### PROBLEM STATEMENT
Collect every line of the material below that contains the word "face", and copy each of those lines in full.

..........

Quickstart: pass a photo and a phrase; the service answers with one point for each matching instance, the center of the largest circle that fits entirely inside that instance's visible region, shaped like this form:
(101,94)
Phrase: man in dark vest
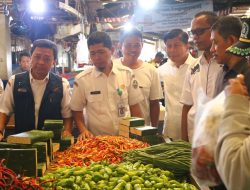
(38,94)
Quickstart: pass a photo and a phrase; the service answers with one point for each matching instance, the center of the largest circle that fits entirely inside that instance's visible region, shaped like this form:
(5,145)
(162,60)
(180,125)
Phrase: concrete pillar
(5,48)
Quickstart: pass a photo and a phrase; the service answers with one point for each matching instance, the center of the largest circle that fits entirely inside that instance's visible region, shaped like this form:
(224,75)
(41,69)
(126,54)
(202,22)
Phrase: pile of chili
(100,148)
(10,181)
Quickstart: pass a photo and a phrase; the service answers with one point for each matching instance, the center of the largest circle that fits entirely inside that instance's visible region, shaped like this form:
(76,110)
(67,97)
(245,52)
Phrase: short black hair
(210,16)
(176,33)
(98,38)
(23,54)
(228,25)
(128,33)
(45,43)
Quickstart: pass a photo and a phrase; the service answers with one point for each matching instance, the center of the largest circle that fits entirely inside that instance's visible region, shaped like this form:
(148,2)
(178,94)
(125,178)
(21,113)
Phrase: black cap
(242,47)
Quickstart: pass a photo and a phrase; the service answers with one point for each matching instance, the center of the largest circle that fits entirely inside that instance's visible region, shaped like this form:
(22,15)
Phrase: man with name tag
(147,75)
(106,91)
(36,95)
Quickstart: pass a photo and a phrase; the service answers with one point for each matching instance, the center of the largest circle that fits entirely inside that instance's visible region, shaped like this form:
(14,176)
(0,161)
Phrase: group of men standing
(127,86)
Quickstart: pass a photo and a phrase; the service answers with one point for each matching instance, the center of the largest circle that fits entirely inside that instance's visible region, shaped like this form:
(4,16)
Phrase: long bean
(174,156)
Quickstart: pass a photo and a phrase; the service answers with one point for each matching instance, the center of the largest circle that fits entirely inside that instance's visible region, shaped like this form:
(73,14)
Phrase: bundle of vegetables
(174,156)
(109,148)
(102,176)
(10,181)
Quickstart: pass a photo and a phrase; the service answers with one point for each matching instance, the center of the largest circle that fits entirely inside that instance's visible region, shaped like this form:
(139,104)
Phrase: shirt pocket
(145,92)
(95,102)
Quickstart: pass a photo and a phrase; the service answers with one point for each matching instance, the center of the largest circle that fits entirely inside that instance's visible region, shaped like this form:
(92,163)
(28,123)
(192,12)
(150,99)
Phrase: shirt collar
(203,60)
(238,67)
(185,63)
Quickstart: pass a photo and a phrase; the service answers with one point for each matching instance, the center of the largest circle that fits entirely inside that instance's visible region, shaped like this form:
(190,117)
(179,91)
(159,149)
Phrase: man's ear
(112,49)
(232,39)
(54,63)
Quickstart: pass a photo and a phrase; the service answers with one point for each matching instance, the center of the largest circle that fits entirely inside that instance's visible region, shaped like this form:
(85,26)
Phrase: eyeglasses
(44,58)
(199,31)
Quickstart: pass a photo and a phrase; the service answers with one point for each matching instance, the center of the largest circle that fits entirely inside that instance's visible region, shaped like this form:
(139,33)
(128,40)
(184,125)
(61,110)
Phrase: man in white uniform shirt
(146,74)
(173,74)
(36,95)
(108,92)
(201,76)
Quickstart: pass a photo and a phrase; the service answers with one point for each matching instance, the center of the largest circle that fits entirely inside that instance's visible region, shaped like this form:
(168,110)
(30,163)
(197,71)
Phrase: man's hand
(237,86)
(66,133)
(84,135)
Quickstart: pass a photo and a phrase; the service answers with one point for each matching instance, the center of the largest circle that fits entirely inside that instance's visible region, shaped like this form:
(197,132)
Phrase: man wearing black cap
(38,94)
(225,33)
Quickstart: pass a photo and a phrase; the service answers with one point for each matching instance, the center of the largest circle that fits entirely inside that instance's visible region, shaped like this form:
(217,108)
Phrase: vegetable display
(10,181)
(100,148)
(174,156)
(102,176)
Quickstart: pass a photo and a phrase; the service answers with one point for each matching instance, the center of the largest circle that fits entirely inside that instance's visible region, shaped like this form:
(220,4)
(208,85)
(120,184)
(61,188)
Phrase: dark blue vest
(24,105)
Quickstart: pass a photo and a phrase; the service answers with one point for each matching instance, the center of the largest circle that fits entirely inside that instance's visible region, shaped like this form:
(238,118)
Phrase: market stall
(34,160)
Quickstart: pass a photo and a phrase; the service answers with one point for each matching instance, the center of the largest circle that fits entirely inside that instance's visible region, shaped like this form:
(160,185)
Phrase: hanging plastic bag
(208,119)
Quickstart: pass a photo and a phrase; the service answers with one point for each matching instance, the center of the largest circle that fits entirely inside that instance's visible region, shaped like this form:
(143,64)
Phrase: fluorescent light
(147,5)
(128,26)
(37,6)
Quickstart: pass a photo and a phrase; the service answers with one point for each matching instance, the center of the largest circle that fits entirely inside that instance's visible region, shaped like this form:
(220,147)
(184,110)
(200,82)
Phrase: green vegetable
(174,157)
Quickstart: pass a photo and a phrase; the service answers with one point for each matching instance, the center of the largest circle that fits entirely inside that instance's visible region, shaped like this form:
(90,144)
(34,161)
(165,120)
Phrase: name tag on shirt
(23,90)
(95,92)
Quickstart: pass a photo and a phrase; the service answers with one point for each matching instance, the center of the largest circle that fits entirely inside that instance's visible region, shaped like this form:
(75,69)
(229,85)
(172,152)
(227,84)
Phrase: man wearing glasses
(38,94)
(146,74)
(201,76)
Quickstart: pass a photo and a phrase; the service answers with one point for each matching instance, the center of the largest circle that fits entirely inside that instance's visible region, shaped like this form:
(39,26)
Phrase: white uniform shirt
(149,83)
(200,77)
(98,94)
(38,88)
(173,80)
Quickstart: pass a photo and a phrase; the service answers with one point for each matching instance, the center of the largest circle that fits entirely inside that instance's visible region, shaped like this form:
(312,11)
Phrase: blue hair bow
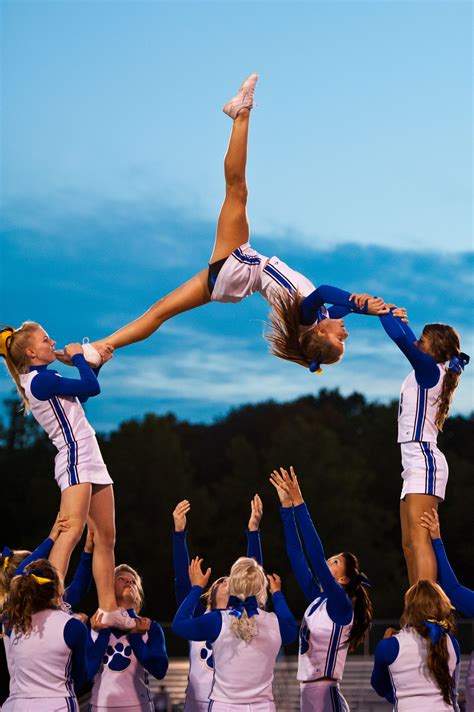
(457,363)
(436,629)
(238,606)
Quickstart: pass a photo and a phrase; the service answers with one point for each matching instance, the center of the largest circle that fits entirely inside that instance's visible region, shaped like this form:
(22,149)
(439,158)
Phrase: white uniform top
(41,660)
(243,672)
(201,671)
(417,410)
(414,687)
(323,644)
(62,417)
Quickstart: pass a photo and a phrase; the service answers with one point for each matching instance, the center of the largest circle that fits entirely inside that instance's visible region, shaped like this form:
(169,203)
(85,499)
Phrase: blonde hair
(125,568)
(247,578)
(289,341)
(427,600)
(15,356)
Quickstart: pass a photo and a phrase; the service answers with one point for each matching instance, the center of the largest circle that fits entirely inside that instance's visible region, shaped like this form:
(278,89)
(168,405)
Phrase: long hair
(37,589)
(444,345)
(247,578)
(423,601)
(16,359)
(291,342)
(360,601)
(125,568)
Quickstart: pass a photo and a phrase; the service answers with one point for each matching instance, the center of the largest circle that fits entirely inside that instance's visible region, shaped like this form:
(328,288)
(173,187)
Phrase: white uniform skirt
(322,696)
(425,469)
(81,462)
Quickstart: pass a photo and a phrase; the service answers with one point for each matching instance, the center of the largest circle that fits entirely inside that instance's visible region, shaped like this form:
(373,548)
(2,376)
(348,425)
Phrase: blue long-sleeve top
(460,596)
(182,583)
(48,382)
(325,294)
(208,626)
(386,653)
(313,573)
(426,369)
(86,654)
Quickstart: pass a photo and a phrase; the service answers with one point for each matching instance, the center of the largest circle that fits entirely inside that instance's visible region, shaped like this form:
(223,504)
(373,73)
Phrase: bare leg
(424,559)
(232,231)
(75,503)
(102,521)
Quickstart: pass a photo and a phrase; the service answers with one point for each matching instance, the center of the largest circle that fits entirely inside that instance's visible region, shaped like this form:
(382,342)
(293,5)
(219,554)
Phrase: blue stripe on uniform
(278,277)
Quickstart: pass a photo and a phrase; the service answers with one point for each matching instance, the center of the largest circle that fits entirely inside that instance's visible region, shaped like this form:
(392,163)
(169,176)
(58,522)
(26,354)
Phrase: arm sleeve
(385,654)
(47,384)
(254,546)
(41,552)
(286,619)
(331,295)
(81,582)
(426,368)
(306,581)
(461,597)
(339,605)
(205,627)
(151,654)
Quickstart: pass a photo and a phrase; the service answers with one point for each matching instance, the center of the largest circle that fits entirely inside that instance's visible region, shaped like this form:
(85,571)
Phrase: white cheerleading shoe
(243,99)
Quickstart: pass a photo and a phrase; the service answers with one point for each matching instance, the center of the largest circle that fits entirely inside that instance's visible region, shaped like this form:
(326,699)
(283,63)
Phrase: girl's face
(41,348)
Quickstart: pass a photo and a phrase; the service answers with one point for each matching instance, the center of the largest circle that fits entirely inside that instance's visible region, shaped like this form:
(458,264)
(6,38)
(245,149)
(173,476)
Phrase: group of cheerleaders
(235,637)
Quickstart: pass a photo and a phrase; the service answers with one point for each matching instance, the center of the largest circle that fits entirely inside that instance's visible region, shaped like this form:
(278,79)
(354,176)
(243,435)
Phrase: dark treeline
(343,449)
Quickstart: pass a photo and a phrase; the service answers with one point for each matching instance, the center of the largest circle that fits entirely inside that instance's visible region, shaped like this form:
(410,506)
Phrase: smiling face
(40,349)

..........

### CORRECT ANSWER
Phrase: girl's face
Phrase: smiling face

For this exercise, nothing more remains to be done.